Reproduce the material from its beginning through the line containing "point(320, 363)", keeping the requests but leaving out the pictures, and offset every coordinate in the answer points by -82.

◆ ◆ ◆ ◆ ◆

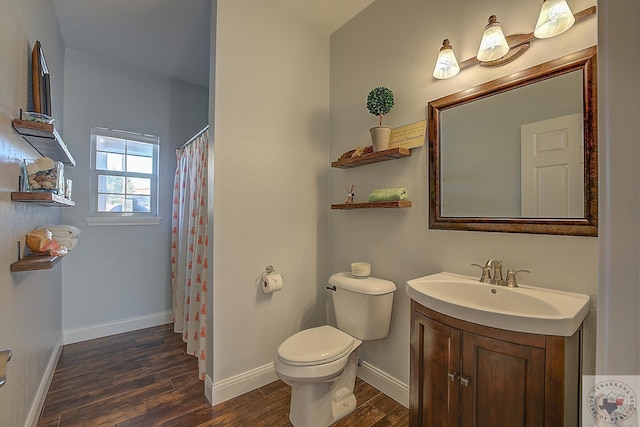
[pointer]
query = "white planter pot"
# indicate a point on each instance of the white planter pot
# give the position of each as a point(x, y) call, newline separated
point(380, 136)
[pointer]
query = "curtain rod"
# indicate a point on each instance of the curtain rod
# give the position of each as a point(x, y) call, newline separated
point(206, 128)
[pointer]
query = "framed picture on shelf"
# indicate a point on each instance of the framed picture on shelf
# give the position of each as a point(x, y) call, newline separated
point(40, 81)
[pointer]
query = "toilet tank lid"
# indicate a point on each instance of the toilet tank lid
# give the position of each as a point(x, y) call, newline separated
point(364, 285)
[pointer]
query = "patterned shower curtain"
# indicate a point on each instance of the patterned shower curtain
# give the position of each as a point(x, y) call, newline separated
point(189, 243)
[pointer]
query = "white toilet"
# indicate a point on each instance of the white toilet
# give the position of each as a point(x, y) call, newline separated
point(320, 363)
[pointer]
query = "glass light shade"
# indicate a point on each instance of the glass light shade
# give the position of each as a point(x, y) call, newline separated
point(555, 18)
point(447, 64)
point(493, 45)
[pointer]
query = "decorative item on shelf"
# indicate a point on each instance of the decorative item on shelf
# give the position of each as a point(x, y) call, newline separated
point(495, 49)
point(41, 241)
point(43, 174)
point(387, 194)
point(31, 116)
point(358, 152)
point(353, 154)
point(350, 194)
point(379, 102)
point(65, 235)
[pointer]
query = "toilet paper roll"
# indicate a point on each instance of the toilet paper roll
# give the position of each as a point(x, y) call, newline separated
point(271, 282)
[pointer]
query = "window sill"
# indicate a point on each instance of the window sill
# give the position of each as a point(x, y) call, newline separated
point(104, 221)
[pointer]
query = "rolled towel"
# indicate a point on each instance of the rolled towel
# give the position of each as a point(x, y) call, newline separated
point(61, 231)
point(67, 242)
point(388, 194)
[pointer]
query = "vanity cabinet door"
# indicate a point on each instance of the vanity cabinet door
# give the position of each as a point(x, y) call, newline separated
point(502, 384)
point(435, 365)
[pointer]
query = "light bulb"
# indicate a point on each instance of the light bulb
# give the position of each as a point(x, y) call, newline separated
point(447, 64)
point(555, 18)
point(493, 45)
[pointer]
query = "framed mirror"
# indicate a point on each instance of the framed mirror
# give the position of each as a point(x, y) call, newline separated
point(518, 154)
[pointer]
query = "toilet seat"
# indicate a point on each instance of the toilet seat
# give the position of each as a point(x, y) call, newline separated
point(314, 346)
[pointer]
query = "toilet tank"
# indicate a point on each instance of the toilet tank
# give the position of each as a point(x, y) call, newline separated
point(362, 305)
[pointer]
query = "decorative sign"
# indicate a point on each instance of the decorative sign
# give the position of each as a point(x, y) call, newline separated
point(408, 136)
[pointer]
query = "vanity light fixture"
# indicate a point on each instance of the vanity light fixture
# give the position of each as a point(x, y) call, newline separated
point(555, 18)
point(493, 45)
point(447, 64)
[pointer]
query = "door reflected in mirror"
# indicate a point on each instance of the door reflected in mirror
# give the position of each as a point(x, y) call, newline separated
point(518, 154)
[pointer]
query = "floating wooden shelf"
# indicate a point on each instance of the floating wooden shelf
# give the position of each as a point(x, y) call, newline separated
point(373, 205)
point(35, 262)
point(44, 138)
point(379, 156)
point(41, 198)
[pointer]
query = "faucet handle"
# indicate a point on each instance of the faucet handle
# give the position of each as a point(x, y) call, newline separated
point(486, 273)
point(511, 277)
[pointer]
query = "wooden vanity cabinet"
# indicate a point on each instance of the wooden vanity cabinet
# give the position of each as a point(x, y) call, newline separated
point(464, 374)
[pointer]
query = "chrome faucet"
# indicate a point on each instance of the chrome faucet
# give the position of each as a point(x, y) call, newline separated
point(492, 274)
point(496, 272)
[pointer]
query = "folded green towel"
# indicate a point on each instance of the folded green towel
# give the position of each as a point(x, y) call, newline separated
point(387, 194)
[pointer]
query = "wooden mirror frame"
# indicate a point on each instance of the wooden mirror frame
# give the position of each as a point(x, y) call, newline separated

◆ ◆ ◆ ◆ ◆

— The answer —
[pointer]
query = "white planter pot"
# indicate a point on each instance of the white planter pot
# give the position of each as a point(x, y) call, newline separated
point(298, 54)
[pointer]
query = "curtain rod"
# indicate a point on each instance of the curtain rod
# give the position of each as a point(x, y) call, newline separated
point(124, 46)
[pointer]
query = "framed picture on shelf"
# indicate a point on each instance of the framed picture on shelf
# give the position of each as a point(x, y) call, newline separated
point(-42, -1)
[pointer]
query = "toilet tank lid"
# indicate a point on each instance of the toilet tank lid
# give the position of each as a point(x, y) call, newline separated
point(282, 203)
[pointer]
query = "patterned shower curtain"
# indicate a point on each instance of the patterned shower curtain
# give the position of each as a point(x, y) call, newline separated
point(107, 161)
[pointer]
query = "white toilet"
# indicate a point on each instance of the white toilet
# give the position of each as a point(x, y) call, newline separated
point(238, 281)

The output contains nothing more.